*** Фрагмент документа

Борис Пастернак - «Существованья ткань сквозная…»: переписка с Евгенией Пастернак, дополненная письмами к Евгению Борисовичу Пастернаку и его воспоминаниями
Но ото всех чувств, и самых тоскливых, ложились черные резкие тени, такие же черные, как буквы в хороших стихах, когда они печатаются третьим изданьем. Я сновал глазами по этой сетке душевных теней. Когда я стал их срисовывать, стали выходить письма к тебе. Это были письма из печки, письма из-под вольтовой дуги. Как себя, так точно я и тебя увидел, и свою тоску по тебе. Теперь его нет, теней не видно даже на тротуарах, ты мне не пишешь.
Спасибо, товарищи! Значит все пойдет по старому в безболезненной и прохладной неясности? Чудно, чудно. Что ж, мне наниматься на Рублевский водопровод что ли?
Ведь только поначалу трудно. А как начать, так я бы таких озер наплакал! Все это значит были бессмысленные мечтанья. Чудно, чудно, хоть удавись. Пощади, родной друг, прошу тебя. Один я всего этого держать и нести не в состояньи. На одних нервах. Откуда такая жестокость. Кто это тебя надоумил не писать мне как раз теперь? Больше ни о чем говорить не могу. И черт меня дернул купить пару пирожных. Я положил их на стол, и вдруг все увидел. Если завтра не получу письма, я тебя возненавижу. Нет, нет никогда, конечно нет, прости. На днях я постараюсь опять послать тебе денег. Их было бы достаточно, чтобы приехать к тебе, но недостаточно будет, чтобы отсюда уехать: подоходный налог не внесен, квартира неоплачена с апреля, не говоря о долгах, Шура Штих и Абраша давно просили отдать.

******
*** Записи данных

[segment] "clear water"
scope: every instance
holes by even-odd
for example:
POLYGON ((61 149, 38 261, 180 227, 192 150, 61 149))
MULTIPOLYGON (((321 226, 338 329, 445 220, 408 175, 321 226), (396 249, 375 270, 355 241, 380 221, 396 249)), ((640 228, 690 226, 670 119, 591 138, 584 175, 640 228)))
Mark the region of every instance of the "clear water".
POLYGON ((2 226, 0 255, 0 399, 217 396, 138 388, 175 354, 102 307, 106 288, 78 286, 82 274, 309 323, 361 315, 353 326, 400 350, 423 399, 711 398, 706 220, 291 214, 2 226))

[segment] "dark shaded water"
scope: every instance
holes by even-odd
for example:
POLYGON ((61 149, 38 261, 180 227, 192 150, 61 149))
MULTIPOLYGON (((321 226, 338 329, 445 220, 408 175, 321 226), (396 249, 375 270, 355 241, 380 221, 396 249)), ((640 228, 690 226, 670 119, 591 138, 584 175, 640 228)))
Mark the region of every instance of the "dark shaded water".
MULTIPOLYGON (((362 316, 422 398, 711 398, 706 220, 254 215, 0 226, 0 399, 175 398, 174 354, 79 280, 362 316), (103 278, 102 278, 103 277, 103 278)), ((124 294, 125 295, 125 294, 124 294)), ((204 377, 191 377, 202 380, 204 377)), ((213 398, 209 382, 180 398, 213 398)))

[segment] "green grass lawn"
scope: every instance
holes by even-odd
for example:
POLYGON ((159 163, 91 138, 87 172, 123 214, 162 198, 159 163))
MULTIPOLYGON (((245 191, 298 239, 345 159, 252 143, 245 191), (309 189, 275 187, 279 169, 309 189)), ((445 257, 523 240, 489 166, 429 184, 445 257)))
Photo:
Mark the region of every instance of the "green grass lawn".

******

_Задание A_
Соответствуют ли письму следующие утверждения? (i) Квартира не оплачена с апреля. (ii) Денег хватило бы, чтобы уехать отсюда. (iii) Письма к адресату стали выходить, когда автор письма начал срисовывать тени. На каждое ответьте «да» или «нет» и дословно приведите решающие слова письма.
_Задание B_
Напечатайте дословно фрагмент письма от слов «Ведь только поначалу» до слов «давно просили отдать.» включительно.
_Задание C_
Что следует в письме дальше? Продолжите его после последней приведённой фразы.
Записи никак не связаны с текстом письма.

_Ответ A_
(i) Да: «квартира неоплачена с апреля». (ii) Нет: «но недостаточно будет, чтобы отсюда уехать». (iii) Да: «Когда я стал их срисовывать, стали выходить письма к тебе».

_Ответ B_
Ведь только поначалу трудно. А как начать, так я бы таких озер наплакал! Все это значит были бессмысленные мечтанья. Чудно, чудно, хоть удавись. Пощади, родной друг, прошу тебя. Один я всего этого держать и нести не в состояньи. На одних нервах. Откуда такая жестокость. Кто это тебя надоумил не писать мне как раз теперь? Больше ни о чем говорить не могу. И черт меня дернул купить пару пирожных. Я положил их на стол, и вдруг все увидел. Если завтра не получу письма, я тебя возненавижу. Нет, нет никогда, конечно нет, прости. На днях я постараюсь опять послать тебе денег. Их было бы достаточно, чтобы приехать к тебе, но недостаточно будет, чтобы отсюда уехать: подоходный налог не внесен, квартира неоплачена с апреля, не говоря о долгах, Шура Штих и Абраша давно просили отдать.

_Ответ C_
Но я со всею страстью прошу тебя привести свое здоровье в полный порядок.
Трать их, питайся хорошо и вкусно и ни о чем не думай. Пусть даже Феня пишет письма ко мне под твою диктовку.
27. VI.24 <Москва>Утром получили письма соседи, темный хмурый день, низко нависшие тучи, холодно и ветрено, сквер в цветущих кустах и деревьях разговаривает по-шотландски, я настолько позабыл язык, что с трудом понимаю его.
Кажется он говорит, что Марина давно бы ответила, что жизнь полная ошибок, грустна и списана в расход. Он полагает, что ничего не может быть смешнее, чем давать сыреть пороху и потом удивляться, что он не рвется. И еще смешнее и безрассуднее забивать на шпингалет двери, стоявшие настежь, и заложив их болтом, безуспешно ломиться в них.
Когда ты мне напишешь?
Не случилось ли чего с мальчиком? Но тогда тем больше оснований написать мне. Хотя не о таком письме я тужу.
О как я стал бы читать его! И его не будет?
Я устал качать из себя слова и мысли, чувствовать, чувствовать, чувствовать до изнеможенья, до тупости, без пользы и прока, без радости для кого бы то ни было, без смысла.
Я устал бегать мест, где дают, где получаешь мысль за мысль, где можно глядеть и слушать, потому что другой так же не щадит своих сил, как и ты, и так же, как ты, устроен и тем же несчастен. Я устал отказываться от родства, от свободы и прочего, что перебрать и припомнить мне сейчас мешает огорченье.
Усыпи меня глубоко, чтобы спало во мне все, кроме того последнего волоска, который отделяет жизнь от смерти, одари речью волосок и он скажет: жертвы, уступки, ошибки.
Но только проснется все остальное, оно покроет своей музыкой эти три слова, волоска не станет слышно, и однако вся эта пробудившаяся музыка будет сама сплошь: жертва, уступка, ошибка.
Как ты легко негодуешь и отшатываешься. И как редко и как трудно ты даешь. Родная, я люблю тебя, пожалей меня и напиши.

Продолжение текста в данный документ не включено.